WHAT IS REQUIRED
The expected output is a verbatim reprint of the lines from the beginning of the data that follows through the line that contains "13 143 L 62".
□ □ □
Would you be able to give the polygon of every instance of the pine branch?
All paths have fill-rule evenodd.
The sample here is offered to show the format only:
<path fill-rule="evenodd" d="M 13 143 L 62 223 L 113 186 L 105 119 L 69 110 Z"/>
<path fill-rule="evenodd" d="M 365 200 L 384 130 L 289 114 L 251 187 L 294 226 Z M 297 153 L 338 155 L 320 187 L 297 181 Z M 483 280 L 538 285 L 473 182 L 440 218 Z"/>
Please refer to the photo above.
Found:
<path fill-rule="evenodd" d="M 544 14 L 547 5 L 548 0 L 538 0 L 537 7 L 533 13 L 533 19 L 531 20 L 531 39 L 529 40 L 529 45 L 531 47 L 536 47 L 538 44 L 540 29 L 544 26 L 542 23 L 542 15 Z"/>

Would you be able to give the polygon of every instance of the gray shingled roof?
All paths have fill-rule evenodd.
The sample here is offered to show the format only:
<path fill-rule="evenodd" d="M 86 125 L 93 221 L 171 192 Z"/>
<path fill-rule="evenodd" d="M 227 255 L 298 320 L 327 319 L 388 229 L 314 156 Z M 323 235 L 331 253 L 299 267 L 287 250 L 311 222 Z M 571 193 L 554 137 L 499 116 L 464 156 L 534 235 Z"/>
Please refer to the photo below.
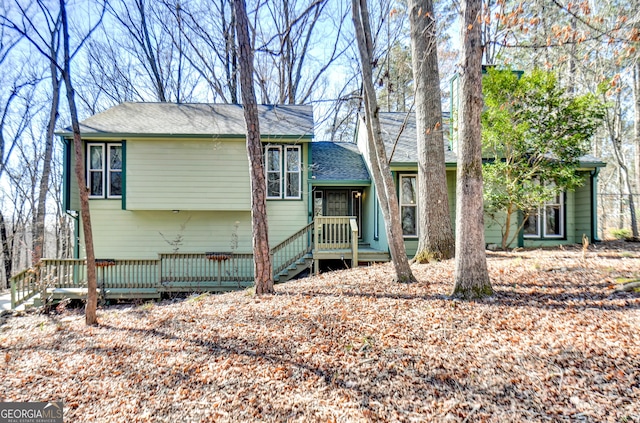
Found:
<path fill-rule="evenodd" d="M 442 115 L 445 163 L 455 165 L 457 158 L 449 146 L 449 113 L 443 113 Z M 418 161 L 418 149 L 416 146 L 417 134 L 415 113 L 410 113 L 407 117 L 407 113 L 383 112 L 380 113 L 379 116 L 382 139 L 384 140 L 384 145 L 387 150 L 387 156 L 391 155 L 393 145 L 396 142 L 398 133 L 400 133 L 406 119 L 406 125 L 404 126 L 404 129 L 402 129 L 402 134 L 395 147 L 395 152 L 393 153 L 391 162 L 395 164 L 416 163 Z M 600 159 L 589 154 L 580 157 L 578 161 L 583 166 L 587 167 L 605 165 Z"/>
<path fill-rule="evenodd" d="M 313 178 L 317 181 L 370 181 L 358 147 L 347 142 L 311 143 Z"/>
<path fill-rule="evenodd" d="M 313 135 L 312 106 L 261 105 L 258 113 L 262 135 Z M 122 103 L 83 120 L 80 130 L 83 135 L 238 136 L 246 134 L 246 125 L 238 104 Z"/>
<path fill-rule="evenodd" d="M 387 150 L 387 157 L 391 157 L 391 163 L 416 163 L 418 161 L 418 149 L 416 146 L 416 115 L 405 112 L 383 112 L 379 114 L 382 139 Z M 445 119 L 448 114 L 444 114 Z M 405 124 L 406 121 L 406 124 Z M 404 124 L 404 128 L 403 128 Z M 456 163 L 456 155 L 449 149 L 449 125 L 445 120 L 442 128 L 444 131 L 444 154 L 446 163 Z M 398 139 L 398 134 L 401 134 Z M 398 143 L 393 151 L 394 144 Z M 393 156 L 391 152 L 393 151 Z"/>

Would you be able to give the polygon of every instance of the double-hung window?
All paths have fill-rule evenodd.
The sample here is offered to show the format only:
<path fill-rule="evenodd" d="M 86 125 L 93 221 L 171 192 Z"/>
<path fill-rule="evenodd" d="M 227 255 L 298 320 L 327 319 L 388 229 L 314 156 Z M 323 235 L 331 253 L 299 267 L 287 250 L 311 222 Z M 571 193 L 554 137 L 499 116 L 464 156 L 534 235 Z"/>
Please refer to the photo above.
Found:
<path fill-rule="evenodd" d="M 89 198 L 122 198 L 122 143 L 87 144 Z"/>
<path fill-rule="evenodd" d="M 270 145 L 265 149 L 267 198 L 299 199 L 302 193 L 302 148 Z"/>
<path fill-rule="evenodd" d="M 551 201 L 529 213 L 524 222 L 525 238 L 564 237 L 564 194 L 556 195 Z"/>
<path fill-rule="evenodd" d="M 402 235 L 418 236 L 417 175 L 400 175 L 400 218 Z"/>

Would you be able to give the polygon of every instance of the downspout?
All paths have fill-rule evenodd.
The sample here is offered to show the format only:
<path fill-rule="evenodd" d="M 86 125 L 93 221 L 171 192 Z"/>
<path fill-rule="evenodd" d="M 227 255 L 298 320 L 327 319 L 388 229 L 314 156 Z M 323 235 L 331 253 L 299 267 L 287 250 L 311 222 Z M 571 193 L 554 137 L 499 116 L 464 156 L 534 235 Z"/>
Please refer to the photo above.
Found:
<path fill-rule="evenodd" d="M 601 242 L 598 238 L 598 174 L 600 168 L 596 167 L 589 172 L 591 174 L 591 242 Z"/>
<path fill-rule="evenodd" d="M 80 258 L 80 214 L 78 212 L 67 211 L 67 214 L 75 221 L 73 225 L 73 258 Z"/>
<path fill-rule="evenodd" d="M 523 248 L 524 247 L 524 227 L 522 225 L 522 211 L 518 210 L 518 228 L 520 228 L 520 231 L 518 232 L 518 247 L 519 248 Z"/>
<path fill-rule="evenodd" d="M 313 222 L 313 186 L 311 185 L 311 180 L 312 180 L 312 173 L 313 173 L 313 168 L 312 168 L 312 146 L 313 141 L 307 143 L 306 145 L 307 147 L 307 212 L 308 212 L 308 217 L 307 217 L 307 223 L 311 223 Z"/>

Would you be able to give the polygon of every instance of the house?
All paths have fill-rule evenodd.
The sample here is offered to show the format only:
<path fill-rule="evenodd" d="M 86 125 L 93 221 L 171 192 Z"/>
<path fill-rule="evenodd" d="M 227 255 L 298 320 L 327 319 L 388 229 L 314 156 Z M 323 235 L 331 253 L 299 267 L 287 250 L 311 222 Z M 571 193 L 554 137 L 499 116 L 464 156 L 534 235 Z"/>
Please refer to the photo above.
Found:
<path fill-rule="evenodd" d="M 311 106 L 260 106 L 259 114 L 274 278 L 288 280 L 311 263 L 317 271 L 321 260 L 353 266 L 388 261 L 362 119 L 353 143 L 334 143 L 313 141 Z M 421 195 L 416 189 L 415 116 L 380 113 L 380 120 L 411 256 L 417 248 L 416 200 Z M 82 121 L 81 134 L 103 298 L 154 298 L 253 283 L 242 106 L 122 103 Z M 65 157 L 63 206 L 79 220 L 72 133 L 59 135 Z M 456 156 L 445 138 L 454 221 Z M 537 232 L 530 225 L 520 245 L 575 243 L 583 234 L 594 239 L 595 190 L 602 165 L 585 157 L 581 172 L 586 184 L 545 208 L 535 222 Z M 81 232 L 76 240 L 75 259 L 44 259 L 39 272 L 14 277 L 16 292 L 23 292 L 17 297 L 33 295 L 33 286 L 53 297 L 85 295 Z M 486 240 L 499 243 L 499 228 L 488 225 Z"/>

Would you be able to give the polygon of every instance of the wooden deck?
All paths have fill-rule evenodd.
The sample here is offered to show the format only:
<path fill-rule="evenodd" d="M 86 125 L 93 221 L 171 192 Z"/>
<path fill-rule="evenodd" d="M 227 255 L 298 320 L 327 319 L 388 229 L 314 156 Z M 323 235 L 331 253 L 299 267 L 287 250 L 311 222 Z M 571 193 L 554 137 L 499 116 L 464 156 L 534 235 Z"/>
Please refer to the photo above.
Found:
<path fill-rule="evenodd" d="M 387 252 L 358 245 L 353 217 L 318 217 L 271 249 L 274 281 L 285 282 L 320 260 L 389 261 Z M 253 286 L 253 254 L 203 252 L 159 254 L 153 260 L 97 259 L 102 300 L 160 298 L 176 292 L 223 292 Z M 11 278 L 12 308 L 37 295 L 44 301 L 87 296 L 84 259 L 43 259 Z"/>

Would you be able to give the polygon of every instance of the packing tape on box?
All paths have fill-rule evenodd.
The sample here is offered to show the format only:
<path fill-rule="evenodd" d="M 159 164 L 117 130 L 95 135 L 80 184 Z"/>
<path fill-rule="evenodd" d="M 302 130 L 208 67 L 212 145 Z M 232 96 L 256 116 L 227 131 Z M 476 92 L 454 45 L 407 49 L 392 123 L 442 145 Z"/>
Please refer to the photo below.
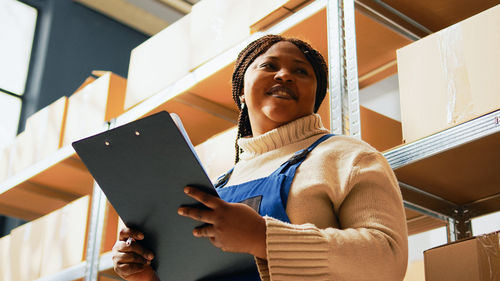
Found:
<path fill-rule="evenodd" d="M 447 81 L 446 120 L 449 125 L 467 121 L 473 112 L 463 32 L 460 25 L 451 26 L 438 33 L 441 66 Z"/>
<path fill-rule="evenodd" d="M 481 264 L 487 269 L 489 276 L 481 280 L 500 281 L 500 235 L 481 235 L 477 237 Z"/>

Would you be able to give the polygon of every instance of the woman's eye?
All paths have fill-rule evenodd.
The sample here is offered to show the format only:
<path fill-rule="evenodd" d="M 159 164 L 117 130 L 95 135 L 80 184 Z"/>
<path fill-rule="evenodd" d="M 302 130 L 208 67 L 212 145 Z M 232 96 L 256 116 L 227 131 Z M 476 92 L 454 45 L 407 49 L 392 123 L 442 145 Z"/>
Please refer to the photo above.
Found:
<path fill-rule="evenodd" d="M 273 63 L 265 62 L 260 65 L 261 68 L 266 68 L 266 69 L 276 69 L 276 66 Z"/>
<path fill-rule="evenodd" d="M 307 75 L 307 74 L 309 74 L 309 72 L 307 72 L 307 70 L 305 70 L 304 68 L 298 68 L 298 69 L 296 70 L 296 72 L 297 72 L 298 74 L 303 74 L 303 75 Z"/>

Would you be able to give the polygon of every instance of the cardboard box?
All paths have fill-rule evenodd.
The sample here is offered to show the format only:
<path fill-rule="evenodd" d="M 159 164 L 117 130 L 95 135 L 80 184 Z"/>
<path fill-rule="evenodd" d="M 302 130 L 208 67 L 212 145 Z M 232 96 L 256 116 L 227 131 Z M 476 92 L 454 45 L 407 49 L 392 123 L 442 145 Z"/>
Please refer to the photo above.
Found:
<path fill-rule="evenodd" d="M 63 145 L 92 135 L 106 121 L 124 112 L 127 80 L 111 72 L 89 83 L 68 99 Z"/>
<path fill-rule="evenodd" d="M 277 20 L 285 14 L 284 6 L 294 6 L 294 2 L 300 1 L 204 0 L 196 3 L 191 9 L 191 68 L 199 67 L 246 39 L 256 22 L 270 24 L 270 21 L 264 21 L 267 17 Z M 291 14 L 290 11 L 286 13 Z"/>
<path fill-rule="evenodd" d="M 158 93 L 191 69 L 191 14 L 132 50 L 125 110 Z"/>
<path fill-rule="evenodd" d="M 500 5 L 397 51 L 406 142 L 500 108 L 498 46 Z"/>
<path fill-rule="evenodd" d="M 33 137 L 35 161 L 48 157 L 62 146 L 67 106 L 68 98 L 62 97 L 26 121 L 26 131 Z"/>
<path fill-rule="evenodd" d="M 12 280 L 10 276 L 10 235 L 0 238 L 0 281 Z"/>
<path fill-rule="evenodd" d="M 195 146 L 196 154 L 212 182 L 234 166 L 236 133 L 237 127 L 233 127 Z"/>
<path fill-rule="evenodd" d="M 44 226 L 43 220 L 35 220 L 12 230 L 9 250 L 12 280 L 40 278 Z"/>
<path fill-rule="evenodd" d="M 40 220 L 44 224 L 40 276 L 57 273 L 84 260 L 90 196 L 77 199 Z"/>
<path fill-rule="evenodd" d="M 10 150 L 12 146 L 0 147 L 0 182 L 10 176 Z"/>
<path fill-rule="evenodd" d="M 425 251 L 425 280 L 500 280 L 499 235 L 494 232 Z"/>
<path fill-rule="evenodd" d="M 15 175 L 35 163 L 33 133 L 25 130 L 17 135 L 10 149 L 10 174 Z"/>
<path fill-rule="evenodd" d="M 61 147 L 66 108 L 67 97 L 62 97 L 27 119 L 24 132 L 17 135 L 10 148 L 9 158 L 0 160 L 10 161 L 7 175 L 22 171 Z"/>
<path fill-rule="evenodd" d="M 240 43 L 252 33 L 250 27 L 266 16 L 285 9 L 286 5 L 295 7 L 298 2 L 304 1 L 204 0 L 196 3 L 191 13 L 132 50 L 125 109 Z M 273 18 L 277 17 L 274 13 Z"/>

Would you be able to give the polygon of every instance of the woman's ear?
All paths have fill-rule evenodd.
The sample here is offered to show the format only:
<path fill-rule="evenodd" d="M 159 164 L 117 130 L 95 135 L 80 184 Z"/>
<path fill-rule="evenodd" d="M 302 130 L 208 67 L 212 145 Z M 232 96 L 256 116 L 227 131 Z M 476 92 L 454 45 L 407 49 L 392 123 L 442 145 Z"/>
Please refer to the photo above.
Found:
<path fill-rule="evenodd" d="M 245 95 L 244 94 L 240 95 L 240 103 L 245 103 Z"/>

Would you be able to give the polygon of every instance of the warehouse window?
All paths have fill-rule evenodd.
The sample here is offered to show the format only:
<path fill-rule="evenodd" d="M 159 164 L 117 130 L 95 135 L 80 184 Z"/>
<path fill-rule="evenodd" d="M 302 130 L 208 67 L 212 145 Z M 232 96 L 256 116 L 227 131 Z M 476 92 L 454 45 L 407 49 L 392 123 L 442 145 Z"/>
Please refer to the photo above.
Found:
<path fill-rule="evenodd" d="M 20 1 L 0 1 L 0 147 L 17 134 L 37 15 Z"/>

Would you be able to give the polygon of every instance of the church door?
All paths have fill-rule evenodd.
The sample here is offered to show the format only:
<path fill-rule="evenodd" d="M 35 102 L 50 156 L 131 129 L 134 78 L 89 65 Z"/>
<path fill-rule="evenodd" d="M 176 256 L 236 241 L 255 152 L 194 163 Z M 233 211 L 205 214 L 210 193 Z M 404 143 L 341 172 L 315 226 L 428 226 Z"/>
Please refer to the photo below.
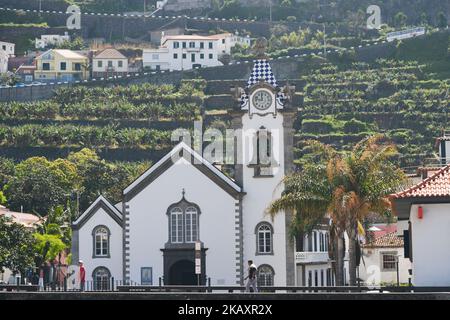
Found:
<path fill-rule="evenodd" d="M 180 260 L 170 268 L 169 285 L 197 285 L 197 275 L 195 274 L 194 262 L 189 260 Z"/>

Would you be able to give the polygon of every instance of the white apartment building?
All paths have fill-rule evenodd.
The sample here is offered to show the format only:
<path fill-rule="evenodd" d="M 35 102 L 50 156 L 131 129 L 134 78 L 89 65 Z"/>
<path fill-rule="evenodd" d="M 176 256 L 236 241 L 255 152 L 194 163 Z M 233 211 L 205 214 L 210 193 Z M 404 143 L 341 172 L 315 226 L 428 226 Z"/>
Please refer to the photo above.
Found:
<path fill-rule="evenodd" d="M 221 55 L 230 54 L 237 43 L 250 44 L 250 38 L 223 33 L 211 36 L 163 36 L 157 49 L 143 50 L 143 67 L 154 70 L 189 70 L 223 65 Z"/>
<path fill-rule="evenodd" d="M 0 50 L 0 73 L 8 72 L 8 60 L 9 56 L 3 50 Z"/>
<path fill-rule="evenodd" d="M 43 34 L 41 38 L 35 39 L 36 49 L 45 49 L 48 46 L 57 46 L 63 44 L 65 41 L 70 41 L 70 36 L 67 32 L 64 35 L 59 34 Z"/>
<path fill-rule="evenodd" d="M 15 44 L 0 41 L 0 73 L 8 72 L 8 60 L 14 57 Z"/>
<path fill-rule="evenodd" d="M 128 58 L 118 50 L 108 48 L 92 58 L 92 76 L 122 76 L 128 73 Z"/>
<path fill-rule="evenodd" d="M 4 51 L 9 57 L 15 57 L 15 47 L 16 45 L 14 43 L 0 41 L 0 50 Z"/>

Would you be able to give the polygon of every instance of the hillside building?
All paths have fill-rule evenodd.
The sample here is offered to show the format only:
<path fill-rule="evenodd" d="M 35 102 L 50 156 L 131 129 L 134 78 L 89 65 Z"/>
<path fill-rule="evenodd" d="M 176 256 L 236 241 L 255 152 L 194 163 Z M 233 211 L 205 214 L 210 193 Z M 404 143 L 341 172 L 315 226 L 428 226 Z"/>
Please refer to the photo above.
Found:
<path fill-rule="evenodd" d="M 66 49 L 50 49 L 35 59 L 37 81 L 76 81 L 89 75 L 89 59 Z"/>
<path fill-rule="evenodd" d="M 104 49 L 92 58 L 92 76 L 94 78 L 124 76 L 128 72 L 128 58 L 116 49 Z"/>
<path fill-rule="evenodd" d="M 167 35 L 161 46 L 143 50 L 143 67 L 154 70 L 189 70 L 221 66 L 223 55 L 229 55 L 236 44 L 249 45 L 249 37 L 232 33 L 211 36 Z"/>

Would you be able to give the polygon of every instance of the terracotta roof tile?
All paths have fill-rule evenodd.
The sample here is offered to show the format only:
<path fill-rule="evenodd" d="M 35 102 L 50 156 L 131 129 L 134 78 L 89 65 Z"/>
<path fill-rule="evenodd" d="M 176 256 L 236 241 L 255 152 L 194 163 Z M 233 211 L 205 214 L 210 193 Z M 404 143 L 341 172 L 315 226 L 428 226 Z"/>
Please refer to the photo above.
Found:
<path fill-rule="evenodd" d="M 406 190 L 391 194 L 391 199 L 450 196 L 450 165 Z"/>
<path fill-rule="evenodd" d="M 120 51 L 113 48 L 105 49 L 94 57 L 94 59 L 126 59 L 126 58 L 127 57 L 125 57 L 122 53 L 120 53 Z"/>
<path fill-rule="evenodd" d="M 397 232 L 390 232 L 376 238 L 372 242 L 366 243 L 363 247 L 365 248 L 386 248 L 386 247 L 403 247 L 403 238 L 397 236 Z"/>

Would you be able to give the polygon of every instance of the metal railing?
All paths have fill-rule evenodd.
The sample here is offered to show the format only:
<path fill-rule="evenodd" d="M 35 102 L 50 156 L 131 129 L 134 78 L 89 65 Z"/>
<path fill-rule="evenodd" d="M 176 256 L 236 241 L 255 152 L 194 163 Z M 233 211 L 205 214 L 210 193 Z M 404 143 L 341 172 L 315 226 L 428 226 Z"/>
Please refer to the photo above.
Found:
□ □ □
TASK SOLUTION
Would you be able to give the polygon of every instance of the pine branch?
All paths have fill-rule evenodd.
The sample here is offered to show the format only:
<path fill-rule="evenodd" d="M 13 143 L 62 223 L 113 186 L 105 119 L 69 110 Z"/>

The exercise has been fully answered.